_Problema proposto:_ Pode formatar todo o material abaixo como um CSV de duas colunas, "texto" e "resposta", com uma linha para cada texto e a respectiva resposta, cada um num único campo entre aspas e com as quebras de linha substituídas por espaços?

_Dados fornecidos:_
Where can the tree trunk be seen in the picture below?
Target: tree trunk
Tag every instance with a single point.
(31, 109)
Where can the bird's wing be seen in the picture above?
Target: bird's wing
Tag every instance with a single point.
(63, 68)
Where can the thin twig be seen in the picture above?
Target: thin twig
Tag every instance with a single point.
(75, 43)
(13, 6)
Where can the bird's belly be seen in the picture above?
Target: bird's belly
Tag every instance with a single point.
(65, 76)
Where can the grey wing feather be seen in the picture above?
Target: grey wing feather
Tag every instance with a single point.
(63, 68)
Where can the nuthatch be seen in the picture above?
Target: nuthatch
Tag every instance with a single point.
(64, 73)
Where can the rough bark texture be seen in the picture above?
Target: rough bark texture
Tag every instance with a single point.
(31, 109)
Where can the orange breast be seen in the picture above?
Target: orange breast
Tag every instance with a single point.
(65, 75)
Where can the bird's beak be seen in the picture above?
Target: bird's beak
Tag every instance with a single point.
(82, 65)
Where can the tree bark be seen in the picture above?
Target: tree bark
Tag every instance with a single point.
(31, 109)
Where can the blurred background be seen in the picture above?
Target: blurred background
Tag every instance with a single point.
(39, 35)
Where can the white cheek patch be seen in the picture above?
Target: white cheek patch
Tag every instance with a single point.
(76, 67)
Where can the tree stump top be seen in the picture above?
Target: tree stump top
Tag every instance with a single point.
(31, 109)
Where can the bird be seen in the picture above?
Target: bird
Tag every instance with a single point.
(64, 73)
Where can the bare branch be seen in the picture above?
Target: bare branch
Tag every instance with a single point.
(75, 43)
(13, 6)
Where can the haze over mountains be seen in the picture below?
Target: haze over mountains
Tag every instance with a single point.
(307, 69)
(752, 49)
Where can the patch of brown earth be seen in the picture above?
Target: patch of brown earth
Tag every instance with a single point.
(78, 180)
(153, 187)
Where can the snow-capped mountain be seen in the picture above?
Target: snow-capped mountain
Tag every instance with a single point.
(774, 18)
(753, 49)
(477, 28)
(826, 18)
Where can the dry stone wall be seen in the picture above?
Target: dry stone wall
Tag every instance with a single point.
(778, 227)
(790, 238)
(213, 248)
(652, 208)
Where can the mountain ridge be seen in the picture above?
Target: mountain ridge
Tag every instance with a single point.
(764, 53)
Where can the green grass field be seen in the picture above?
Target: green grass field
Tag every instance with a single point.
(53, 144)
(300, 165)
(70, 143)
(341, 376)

_Solução abaixo:_
texto,resposta
"Where can the tree trunk be seen in the picture below? Target: tree trunk Tag every instance with a single point.","(31, 109)"
"Where can the bird's wing be seen in the picture above? Target: bird's wing Tag every instance with a single point.","(63, 68)"
"Where can the thin twig be seen in the picture above? Target: thin twig Tag every instance with a single point.","(75, 43) (13, 6)"
"Where can the bird's belly be seen in the picture above? Target: bird's belly Tag every instance with a single point.","(65, 76)"
"Where can the grey wing feather be seen in the picture above? Target: grey wing feather Tag every instance with a single point.","(63, 68)"
"Where can the nuthatch be seen in the picture above? Target: nuthatch Tag every instance with a single point.","(64, 73)"
"Where can the rough bark texture be seen in the picture above? Target: rough bark texture Tag every instance with a single point.","(31, 109)"
"Where can the orange breast be seen in the picture above? Target: orange breast Tag every instance with a single point.","(65, 75)"
"Where can the bird's beak be seen in the picture above? Target: bird's beak Tag every instance with a single point.","(82, 65)"
"Where can the tree bark be seen in the picture above? Target: tree bark Tag every instance with a single point.","(31, 109)"
"Where can the blurred background be seen in the picture above? Target: blurred background Tag every instance with a single point.","(39, 35)"
"Where can the white cheek patch be seen in the picture above? Target: white cheek patch Tag every instance with a single point.","(76, 67)"
"Where can the tree stump top be seen in the picture above? Target: tree stump top Tag every instance with a single point.","(31, 109)"
"Where can the bird be seen in the picture above? Target: bird Tag every instance with a single point.","(64, 73)"
"Where can the bare branch be seen in the picture above? Target: bare branch Tag every instance with a single point.","(75, 43) (13, 6)"
"Where can the haze over mountains be seen in the picture below? Target: haze over mountains Tag every instance with a single point.","(307, 69) (752, 49)"
"Where can the patch of brown earth be seen in the picture above? Target: patch of brown earth Tag every instance with a single point.","(78, 180) (153, 187)"
"Where can the snow-capped mountain be seen in the picture above? Target: snow-capped mountain Tag every instance with a single point.","(774, 18) (753, 49) (477, 28) (826, 18)"
"Where can the dry stone wall be seen in the picture above? Target: dry stone wall Tag every instance with a single point.","(778, 227) (790, 238) (213, 248) (652, 208)"
"Where can the mountain ridge be seen in the picture above? Target: mountain ridge Tag every instance with a single point.","(764, 53)"
"Where can the green grass field be seen in the picture above? Target: green grass field Tag every instance with a single point.","(53, 144) (300, 165) (70, 143) (341, 376)"